◆ **Задание 1**
Повторите без изменений записи ниже: всё от строки с «task | place a marker on each instance of the green» до самого конца записей, включая обе границы.

Но слушая его на днях, я не мог не подумать: «Ах, Вагнер, однажды и ты уйдешь, чтобы присоединиться к Глюку, Баху, Монтеверди, Палестрине и всем тем великим душам, чьи имена все еще живут среди людей, но чьи мысли чувствует лишь горстка посвященных, тщетно пытающихся возродить прошлое». Ты тоже уже принадлежишь прошлому, хотя был постоянным светом нашей юности, сильным источником жизни и смерти, желания и отречения, откуда мы черпали нашу моральную силу и способность сопротивляться миру. А мир, вечно жаждущий новых ощущений, продолжает свой путь среди непрекращающегося прилива и отлива своих желаний. Его мысли уже изменились, и новые музыканты сочиняют новые песни для будущего. Но вместе с тобой уходит голос века бурь.
КАМИЛЬ СЕН-САНС
М. Сен-Санс удостоился редкой чести стать классиком при жизни. Его имя, хотя долгое время оставалось непризнанным, теперь пользуется всеобщим уважением, не в последнюю очередь благодаря достоинствам его характера, а также совершенству его искусства. Ни один художник так мало не беспокоился о публике и не был более безразличен к критике, будь то популярной или экспертной. В детстве он испытывал своего рода физическое отвращение к внешнему успеху:
"De l'applaudissement
J'entends encor le bruit qui, chose assez étrange,
Pour ma pudeur d'enfant était comme une fange
Dont le flot me venait toucher; je redoutais
Son contact, et parfois, malin, je l'évitais,
Affectant la raideur."[110]
Позже он добился успеха в ходе долгой и мучительной борьбы, в которой ему пришлось сражаться с той глупой критикой, что приговаривала его «слушать одну из симфоний Бетховена в качестве епитимьи, способной причинить ему самые мучительные страдания». И все же после этого, после его избрания в Академию, после «Генриха VIII» и «Симфонии с органом», он оставался в стороне от похвал и порицаний и судил о своих триумфах с печальной строгостью:
"Tu connaîtras les yeux menteurs, l'hypocrisie
Des serrements de mains,
Le masque d'amitié cachant la jalousie,
Les pâles lendemains
"De ces jours de triomphe où le troupeau vulgaire
Qui pèse au même poids
L'histrion ridicule et le génie austère
Vous mets sur le pavois."[112]
М. Сен-Санс теперь состарился, и его слава распространилась повсюду, но он не капитулировал. Несколько лет назад он писал немецкому журналисту: «Я почти не обращаю внимания ни на похвалу, ни на порицание, не потому, что я высокого мнения о своих собственных заслугах (что было бы глупо), а потому, что, выполняя свою работу и исполняя функцию своей природы, подобно тому как яблоня растит яблоки, мне нет нужды беспокоиться о чужих мнениях».

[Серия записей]
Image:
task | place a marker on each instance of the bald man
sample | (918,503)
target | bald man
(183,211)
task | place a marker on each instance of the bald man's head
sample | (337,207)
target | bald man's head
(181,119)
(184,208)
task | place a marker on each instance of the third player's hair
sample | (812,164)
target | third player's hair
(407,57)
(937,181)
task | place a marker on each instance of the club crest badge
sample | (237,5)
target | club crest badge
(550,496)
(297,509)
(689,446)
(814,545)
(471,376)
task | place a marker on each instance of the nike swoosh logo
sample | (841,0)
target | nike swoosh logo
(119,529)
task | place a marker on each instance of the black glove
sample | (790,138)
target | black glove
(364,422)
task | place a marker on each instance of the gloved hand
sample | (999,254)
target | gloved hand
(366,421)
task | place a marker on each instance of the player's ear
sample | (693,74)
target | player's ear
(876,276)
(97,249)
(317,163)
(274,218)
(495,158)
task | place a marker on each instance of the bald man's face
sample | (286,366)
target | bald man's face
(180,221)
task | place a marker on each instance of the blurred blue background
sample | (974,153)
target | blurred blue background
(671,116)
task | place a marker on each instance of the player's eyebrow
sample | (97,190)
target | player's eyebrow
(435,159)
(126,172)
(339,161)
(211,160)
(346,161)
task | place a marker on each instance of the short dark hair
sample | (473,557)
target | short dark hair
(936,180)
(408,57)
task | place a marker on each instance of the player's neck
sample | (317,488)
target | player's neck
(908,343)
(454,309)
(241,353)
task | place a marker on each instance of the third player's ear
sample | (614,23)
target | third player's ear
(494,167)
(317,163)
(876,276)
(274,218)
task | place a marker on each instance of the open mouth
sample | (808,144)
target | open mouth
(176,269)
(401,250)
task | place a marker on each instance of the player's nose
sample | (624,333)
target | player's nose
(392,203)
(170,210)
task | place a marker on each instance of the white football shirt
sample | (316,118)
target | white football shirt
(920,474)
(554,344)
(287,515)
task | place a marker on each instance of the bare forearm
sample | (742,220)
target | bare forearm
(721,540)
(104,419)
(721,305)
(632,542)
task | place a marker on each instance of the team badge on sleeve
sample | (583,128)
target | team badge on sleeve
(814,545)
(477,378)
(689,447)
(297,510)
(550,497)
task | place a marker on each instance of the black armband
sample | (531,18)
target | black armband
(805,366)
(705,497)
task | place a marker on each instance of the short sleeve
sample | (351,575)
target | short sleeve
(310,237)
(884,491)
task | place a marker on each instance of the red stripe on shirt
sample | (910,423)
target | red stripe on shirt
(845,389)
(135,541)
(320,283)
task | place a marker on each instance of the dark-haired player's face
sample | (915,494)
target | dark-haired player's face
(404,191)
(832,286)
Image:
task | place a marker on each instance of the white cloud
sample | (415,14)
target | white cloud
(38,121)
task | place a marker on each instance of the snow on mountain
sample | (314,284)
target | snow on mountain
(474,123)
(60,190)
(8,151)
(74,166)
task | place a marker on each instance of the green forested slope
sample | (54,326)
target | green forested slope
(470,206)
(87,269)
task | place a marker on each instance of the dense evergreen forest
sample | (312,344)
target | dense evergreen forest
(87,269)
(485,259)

◆ **Задание 2**
Можете дословно переписать из отрывка о Вагнере и Сен-Сансе всё от слов «Но слушая его» до слов «голос века бурь.»?

◆ **Решение задания 1**
task | place a marker on each instance of the green forested slope
sample | (54,326)
target | green forested slope
(470,206)
(87,269)
task | place a marker on each instance of the dense evergreen forest
sample | (312,344)
target | dense evergreen forest
(87,269)
(485,259)

◆ **Решение задания 2**
Но слушая его на днях, я не мог не подумать: «Ах, Вагнер, однажды и ты уйдешь, чтобы присоединиться к Глюку, Баху, Монтеверди, Палестрине и всем тем великим душам, чьи имена все еще живут среди людей, но чьи мысли чувствует лишь горстка посвященных, тщетно пытающихся возродить прошлое». Ты тоже уже принадлежишь прошлому, хотя был постоянным светом нашей юности, сильным источником жизни и смерти, желания и отречения, откуда мы черпали нашу моральную силу и способность сопротивляться миру. А мир, вечно жаждущий новых ощущений, продолжает свой путь среди непрекращающегося прилива и отлива своих желаний. Его мысли уже изменились, и новые музыканты сочиняют новые песни для будущего. Но вместе с тобой уходит голос века бурь.